SOURCE EXTRACT:
※

He was seeing a good doctor but got into an argument with him (essentially the doctor told it like it was and he didn't coddle him). He then switched doctors and when the doctor move her practice he refuses to go. He has the visiting nurses and the nurse practictioner that works for the company write what prescriptions he needs and he often does not take those.
He has been prescribed Valium in the past and currently has a prescription. Since he refuses to take his regular meds, it is anyone's guess it he will take a Valium.
According to his POA (which he revoked from my husband and gave to a card-playing buddy and then when he died gave it back to my husband), he has to be declared mentally incompetent by 2 doctors.
A social worker would talk to the visiting nurses, who will not be much help.
He last tried to drive his car around 2 weeks ago. Thankfully, the battery had worn down and the car would not start.
Yes, he has a gun. No, we cannot move. I have one parent left who is not in good health and I won't leave them. My husband is 8 years from being able to retire (and we have about that long left to pay off the house). We would lose health care and all retiremet benfits if we leave.

※

STUDY MATERIAL:
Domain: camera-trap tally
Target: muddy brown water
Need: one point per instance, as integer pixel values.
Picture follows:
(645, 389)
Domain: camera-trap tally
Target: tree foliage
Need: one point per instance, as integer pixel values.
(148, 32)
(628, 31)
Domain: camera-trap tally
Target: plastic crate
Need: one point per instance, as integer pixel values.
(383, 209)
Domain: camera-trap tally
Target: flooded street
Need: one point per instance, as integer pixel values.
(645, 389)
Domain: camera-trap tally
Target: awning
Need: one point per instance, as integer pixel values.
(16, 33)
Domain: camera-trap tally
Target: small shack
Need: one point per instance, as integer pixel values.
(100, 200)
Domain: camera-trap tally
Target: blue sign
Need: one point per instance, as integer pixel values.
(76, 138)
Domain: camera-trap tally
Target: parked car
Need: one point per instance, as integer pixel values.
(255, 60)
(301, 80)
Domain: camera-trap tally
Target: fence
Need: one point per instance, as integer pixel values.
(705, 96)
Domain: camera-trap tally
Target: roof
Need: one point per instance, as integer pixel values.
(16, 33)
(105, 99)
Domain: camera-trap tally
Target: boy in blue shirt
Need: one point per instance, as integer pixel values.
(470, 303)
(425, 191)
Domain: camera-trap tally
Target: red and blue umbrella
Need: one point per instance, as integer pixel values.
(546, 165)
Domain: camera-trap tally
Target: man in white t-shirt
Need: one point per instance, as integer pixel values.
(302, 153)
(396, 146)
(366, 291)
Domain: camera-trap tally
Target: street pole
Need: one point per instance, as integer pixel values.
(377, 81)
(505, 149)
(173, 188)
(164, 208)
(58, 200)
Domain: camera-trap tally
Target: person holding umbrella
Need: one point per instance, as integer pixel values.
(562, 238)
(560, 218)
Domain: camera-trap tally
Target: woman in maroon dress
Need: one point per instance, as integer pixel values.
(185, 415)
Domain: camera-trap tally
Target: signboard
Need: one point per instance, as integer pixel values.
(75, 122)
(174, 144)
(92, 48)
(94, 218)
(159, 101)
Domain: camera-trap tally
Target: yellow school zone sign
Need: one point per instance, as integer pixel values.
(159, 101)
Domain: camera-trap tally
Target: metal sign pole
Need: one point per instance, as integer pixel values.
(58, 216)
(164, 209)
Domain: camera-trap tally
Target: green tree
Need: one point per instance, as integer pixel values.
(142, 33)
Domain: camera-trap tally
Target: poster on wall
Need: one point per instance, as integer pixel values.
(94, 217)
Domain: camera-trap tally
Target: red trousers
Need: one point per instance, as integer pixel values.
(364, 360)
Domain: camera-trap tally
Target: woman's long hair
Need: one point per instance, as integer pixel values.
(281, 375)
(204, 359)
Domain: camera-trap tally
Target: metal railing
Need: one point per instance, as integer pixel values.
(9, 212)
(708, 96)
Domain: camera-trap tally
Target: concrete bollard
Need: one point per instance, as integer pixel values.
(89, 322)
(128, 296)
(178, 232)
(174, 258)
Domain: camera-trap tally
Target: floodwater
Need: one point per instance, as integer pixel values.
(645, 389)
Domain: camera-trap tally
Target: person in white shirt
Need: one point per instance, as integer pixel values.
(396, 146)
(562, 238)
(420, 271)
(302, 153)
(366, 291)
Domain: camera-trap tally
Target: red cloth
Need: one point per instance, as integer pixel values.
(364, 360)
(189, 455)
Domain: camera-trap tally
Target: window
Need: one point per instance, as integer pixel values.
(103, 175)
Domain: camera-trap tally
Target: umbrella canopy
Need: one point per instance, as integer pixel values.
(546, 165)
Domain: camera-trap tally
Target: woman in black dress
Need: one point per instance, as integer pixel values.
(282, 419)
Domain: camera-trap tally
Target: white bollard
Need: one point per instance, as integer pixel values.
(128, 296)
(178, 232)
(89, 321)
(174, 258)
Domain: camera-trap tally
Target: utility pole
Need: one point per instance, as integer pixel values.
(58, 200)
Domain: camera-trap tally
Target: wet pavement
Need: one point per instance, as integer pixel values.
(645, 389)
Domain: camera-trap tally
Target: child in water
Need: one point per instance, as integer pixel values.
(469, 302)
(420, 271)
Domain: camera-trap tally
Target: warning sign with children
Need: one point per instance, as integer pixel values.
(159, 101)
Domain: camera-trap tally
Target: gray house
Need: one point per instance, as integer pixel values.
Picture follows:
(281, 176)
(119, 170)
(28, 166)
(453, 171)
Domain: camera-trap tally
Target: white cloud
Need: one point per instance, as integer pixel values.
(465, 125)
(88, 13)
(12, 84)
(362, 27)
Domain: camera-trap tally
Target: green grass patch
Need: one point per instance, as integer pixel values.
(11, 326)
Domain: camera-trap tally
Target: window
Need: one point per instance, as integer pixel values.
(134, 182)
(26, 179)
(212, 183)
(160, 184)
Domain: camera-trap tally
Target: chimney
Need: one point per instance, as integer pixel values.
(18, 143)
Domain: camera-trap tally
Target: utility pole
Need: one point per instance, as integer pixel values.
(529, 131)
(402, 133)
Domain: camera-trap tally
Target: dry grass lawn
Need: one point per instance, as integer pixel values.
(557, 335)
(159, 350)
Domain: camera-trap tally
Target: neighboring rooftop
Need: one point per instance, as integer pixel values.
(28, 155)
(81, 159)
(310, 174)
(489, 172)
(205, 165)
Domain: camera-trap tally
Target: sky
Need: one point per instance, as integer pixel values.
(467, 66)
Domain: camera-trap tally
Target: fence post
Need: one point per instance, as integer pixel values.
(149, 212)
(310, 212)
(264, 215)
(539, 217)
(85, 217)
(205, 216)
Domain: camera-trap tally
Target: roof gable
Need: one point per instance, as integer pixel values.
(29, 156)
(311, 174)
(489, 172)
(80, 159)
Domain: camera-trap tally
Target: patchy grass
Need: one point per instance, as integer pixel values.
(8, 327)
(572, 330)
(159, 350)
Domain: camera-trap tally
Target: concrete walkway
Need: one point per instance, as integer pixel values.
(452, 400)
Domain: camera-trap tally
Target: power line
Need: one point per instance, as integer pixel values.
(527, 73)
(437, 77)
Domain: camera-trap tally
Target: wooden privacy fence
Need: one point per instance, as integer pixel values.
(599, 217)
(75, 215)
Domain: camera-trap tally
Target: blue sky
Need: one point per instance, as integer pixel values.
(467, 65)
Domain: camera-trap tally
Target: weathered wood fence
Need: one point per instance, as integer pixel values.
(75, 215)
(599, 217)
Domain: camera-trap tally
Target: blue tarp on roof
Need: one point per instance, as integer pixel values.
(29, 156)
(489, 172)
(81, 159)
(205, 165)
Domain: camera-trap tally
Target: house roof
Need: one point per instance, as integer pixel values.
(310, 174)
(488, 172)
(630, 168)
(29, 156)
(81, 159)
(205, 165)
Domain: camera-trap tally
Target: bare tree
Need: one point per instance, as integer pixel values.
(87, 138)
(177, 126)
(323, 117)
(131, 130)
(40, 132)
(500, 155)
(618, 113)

※

TASK REQUIREMENTS:
A - According to the caregiving account, why did the car fail to start when he last tried to drive it?
B - Rewrite the paragraph of the caregiving account that begins "Yes, he has a gun." as a short bulleted list, keeping its main facts.

EXERCISE RESPONSES:
A - The battery had worn down.

B -
- He has a gun.
- Moving is not possible.
- The writer has one parent left who is in poor health and will not leave that parent.
- The writer's husband is 8 years from retirement, about the same time left to pay off the house.
- Leaving would mean losing health care and all retirement benefits.